* Aim of the task:
Output the data that follows exactly, line for line.

Data entries:

┌────────

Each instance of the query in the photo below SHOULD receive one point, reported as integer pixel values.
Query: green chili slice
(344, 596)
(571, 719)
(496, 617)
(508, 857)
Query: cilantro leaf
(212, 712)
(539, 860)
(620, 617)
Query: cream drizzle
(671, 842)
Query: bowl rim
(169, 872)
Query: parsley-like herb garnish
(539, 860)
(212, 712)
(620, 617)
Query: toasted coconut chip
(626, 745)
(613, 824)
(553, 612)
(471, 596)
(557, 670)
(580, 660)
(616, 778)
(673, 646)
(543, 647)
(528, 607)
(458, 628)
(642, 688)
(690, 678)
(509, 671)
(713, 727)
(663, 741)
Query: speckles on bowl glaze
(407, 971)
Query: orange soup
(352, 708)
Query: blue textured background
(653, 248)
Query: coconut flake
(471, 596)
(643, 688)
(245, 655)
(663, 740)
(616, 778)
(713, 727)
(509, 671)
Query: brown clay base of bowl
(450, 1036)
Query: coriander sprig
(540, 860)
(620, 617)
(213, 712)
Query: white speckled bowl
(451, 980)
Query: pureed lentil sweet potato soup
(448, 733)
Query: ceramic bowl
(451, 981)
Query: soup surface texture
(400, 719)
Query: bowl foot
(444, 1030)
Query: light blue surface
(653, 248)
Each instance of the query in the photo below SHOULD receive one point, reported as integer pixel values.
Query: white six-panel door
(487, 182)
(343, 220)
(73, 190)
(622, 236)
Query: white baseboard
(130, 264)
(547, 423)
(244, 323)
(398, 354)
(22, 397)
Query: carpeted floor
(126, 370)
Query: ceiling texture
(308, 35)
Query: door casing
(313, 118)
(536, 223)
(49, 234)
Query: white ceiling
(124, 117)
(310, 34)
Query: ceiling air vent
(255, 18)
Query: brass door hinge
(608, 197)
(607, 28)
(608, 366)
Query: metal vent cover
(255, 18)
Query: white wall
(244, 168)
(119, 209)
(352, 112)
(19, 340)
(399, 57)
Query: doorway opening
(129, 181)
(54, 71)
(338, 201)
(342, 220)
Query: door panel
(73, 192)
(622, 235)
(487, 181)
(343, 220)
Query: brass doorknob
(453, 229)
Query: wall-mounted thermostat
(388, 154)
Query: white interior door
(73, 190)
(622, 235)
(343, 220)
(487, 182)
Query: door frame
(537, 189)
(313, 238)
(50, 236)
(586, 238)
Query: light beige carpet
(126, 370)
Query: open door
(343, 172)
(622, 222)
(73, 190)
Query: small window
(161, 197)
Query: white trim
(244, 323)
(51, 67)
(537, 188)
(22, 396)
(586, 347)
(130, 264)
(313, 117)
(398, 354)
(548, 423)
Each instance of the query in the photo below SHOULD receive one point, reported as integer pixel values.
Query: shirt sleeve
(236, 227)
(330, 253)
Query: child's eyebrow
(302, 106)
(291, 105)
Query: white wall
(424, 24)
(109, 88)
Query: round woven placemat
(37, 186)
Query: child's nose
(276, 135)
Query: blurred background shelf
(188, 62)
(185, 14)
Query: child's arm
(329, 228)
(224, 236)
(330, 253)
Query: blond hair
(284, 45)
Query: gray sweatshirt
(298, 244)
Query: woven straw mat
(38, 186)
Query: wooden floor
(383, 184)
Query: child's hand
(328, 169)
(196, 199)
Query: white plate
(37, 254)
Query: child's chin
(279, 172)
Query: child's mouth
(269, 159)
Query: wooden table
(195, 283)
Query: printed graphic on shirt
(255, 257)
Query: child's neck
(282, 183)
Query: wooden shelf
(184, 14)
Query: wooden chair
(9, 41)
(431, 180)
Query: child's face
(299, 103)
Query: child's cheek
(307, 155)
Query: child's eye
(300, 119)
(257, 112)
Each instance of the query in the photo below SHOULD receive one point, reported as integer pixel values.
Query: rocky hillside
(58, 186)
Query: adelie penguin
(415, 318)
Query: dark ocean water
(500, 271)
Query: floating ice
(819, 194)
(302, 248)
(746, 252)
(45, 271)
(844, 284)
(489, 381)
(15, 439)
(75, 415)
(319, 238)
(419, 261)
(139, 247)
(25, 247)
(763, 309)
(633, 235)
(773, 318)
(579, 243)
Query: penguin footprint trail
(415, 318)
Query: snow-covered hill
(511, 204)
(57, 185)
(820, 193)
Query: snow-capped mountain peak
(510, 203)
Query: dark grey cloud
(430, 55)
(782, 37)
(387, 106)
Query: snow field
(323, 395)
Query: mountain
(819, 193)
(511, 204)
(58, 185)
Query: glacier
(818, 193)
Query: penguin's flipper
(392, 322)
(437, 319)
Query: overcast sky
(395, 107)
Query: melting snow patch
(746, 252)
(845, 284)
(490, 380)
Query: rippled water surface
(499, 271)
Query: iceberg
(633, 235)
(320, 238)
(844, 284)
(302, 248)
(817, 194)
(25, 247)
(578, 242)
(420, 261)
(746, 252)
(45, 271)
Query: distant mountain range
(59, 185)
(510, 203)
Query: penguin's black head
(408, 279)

└────────

* Correct output:
Each instance of the query in the photo below SHOULD receive one point, reported as integer pixel values.
Query: green chili slice
(344, 596)
(571, 719)
(496, 617)
(508, 857)
Query: cilantro leaf
(212, 712)
(539, 860)
(620, 617)
Query: cream drizzle
(671, 842)
Query: bowl rim
(169, 872)
Query: parsley-like herb garnish
(539, 860)
(212, 712)
(620, 617)
Query: toasted coconut chip
(626, 745)
(613, 824)
(553, 612)
(471, 596)
(557, 670)
(580, 660)
(616, 778)
(673, 646)
(543, 647)
(528, 607)
(458, 628)
(642, 688)
(690, 678)
(509, 671)
(713, 727)
(663, 741)
Query: speckles on bowl glaze
(407, 971)
Query: orange soup
(352, 708)
Query: blue textured background
(653, 248)
Query: coconut flake
(471, 596)
(643, 688)
(245, 655)
(663, 740)
(616, 778)
(713, 727)
(509, 671)
Query: brown clay base of bowl
(450, 1036)
Query: coriander sprig
(540, 860)
(620, 617)
(213, 712)
Query: white speckled bowl
(451, 980)
Query: pureed lentil sweet potato soup
(448, 733)
Query: ceramic bowl
(451, 981)
Query: soup surface texture
(400, 719)
Query: bowl foot
(444, 1030)
Query: light blue surface
(653, 248)
Each instance of the query in the photo below SHOULD receive one point, reported as integer pixel values.
Query: white six-panel door
(487, 182)
(343, 220)
(73, 190)
(622, 236)
Query: white baseboard
(130, 264)
(547, 423)
(244, 323)
(398, 354)
(22, 397)
Query: carpeted floor
(126, 370)
Query: ceiling texture
(308, 35)
Query: door casing
(313, 118)
(536, 223)
(49, 234)
Query: white ceiling
(124, 117)
(310, 34)
Query: ceiling air vent
(255, 18)
Query: brass door hinge
(608, 197)
(607, 28)
(608, 366)
Query: metal vent cover
(255, 18)
Query: white wall
(244, 168)
(119, 209)
(352, 112)
(19, 340)
(399, 57)
Query: doorway opening
(129, 181)
(54, 71)
(338, 201)
(342, 220)
Query: door panel
(73, 192)
(622, 235)
(487, 181)
(343, 220)
Query: brass doorknob
(453, 229)
Query: wall-mounted thermostat
(388, 154)
Query: white interior door
(73, 190)
(622, 235)
(343, 220)
(487, 182)
Query: door frame
(537, 189)
(313, 238)
(50, 236)
(586, 238)
Query: light beige carpet
(126, 370)
Query: open door
(343, 172)
(622, 222)
(73, 190)
Query: small window
(161, 197)
Query: white trim
(244, 323)
(51, 67)
(537, 188)
(22, 396)
(586, 347)
(130, 264)
(313, 117)
(398, 354)
(548, 423)
Each instance of the query in the photo below SHOULD receive one point, reported as integer pixel values.
Query: shirt sleeve
(236, 227)
(330, 253)
Query: child's eyebrow
(302, 106)
(291, 105)
Query: white wall
(424, 24)
(109, 88)
Query: round woven placemat
(37, 186)
Query: child's nose
(276, 135)
Query: blurred background shelf
(188, 62)
(185, 14)
Query: child's arm
(329, 228)
(224, 236)
(330, 253)
Query: blond hair
(284, 45)
Query: gray sweatshirt
(298, 244)
Query: woven straw mat
(38, 186)
Query: wooden floor
(383, 184)
Query: child's hand
(328, 169)
(196, 199)
Query: white plate
(37, 254)
Query: child's chin
(279, 172)
Query: child's mouth
(269, 159)
Query: wooden table
(195, 283)
Query: printed graphic on shirt
(255, 257)
Query: child's neck
(282, 183)
Query: wooden shelf
(184, 14)
Query: wooden chair
(9, 41)
(431, 180)
Query: child's face
(299, 103)
Query: child's cheek
(307, 155)
Query: child's eye
(300, 119)
(257, 112)
Each instance of the query in the photo below SHOULD receive one point, reported as integer pixel values.
Query: rocky hillside
(58, 186)
Query: adelie penguin
(415, 318)
Query: dark ocean water
(500, 271)
Query: floating ice
(819, 194)
(302, 248)
(746, 252)
(45, 271)
(844, 284)
(489, 381)
(15, 439)
(75, 415)
(319, 238)
(419, 261)
(139, 247)
(25, 247)
(763, 309)
(633, 235)
(773, 318)
(579, 243)
Query: penguin footprint trail
(415, 318)
Query: snow-covered hill
(511, 204)
(57, 185)
(820, 193)
Query: snow-capped mountain peak
(510, 203)
Query: dark grey cloud
(430, 55)
(782, 37)
(387, 106)
Query: snow field
(323, 395)
Query: mountain
(819, 193)
(511, 204)
(58, 185)
Query: glacier
(818, 193)
Query: penguin's flipper
(392, 322)
(437, 319)
Query: overcast sky
(395, 107)
Query: melting snow patch
(746, 252)
(845, 284)
(490, 380)
Query: rippled water surface
(499, 271)
Query: iceberg
(633, 235)
(320, 238)
(844, 284)
(302, 248)
(817, 194)
(25, 247)
(578, 242)
(420, 261)
(746, 252)
(45, 271)
Query: distant mountain range
(59, 185)
(510, 203)
Query: penguin's black head
(408, 279)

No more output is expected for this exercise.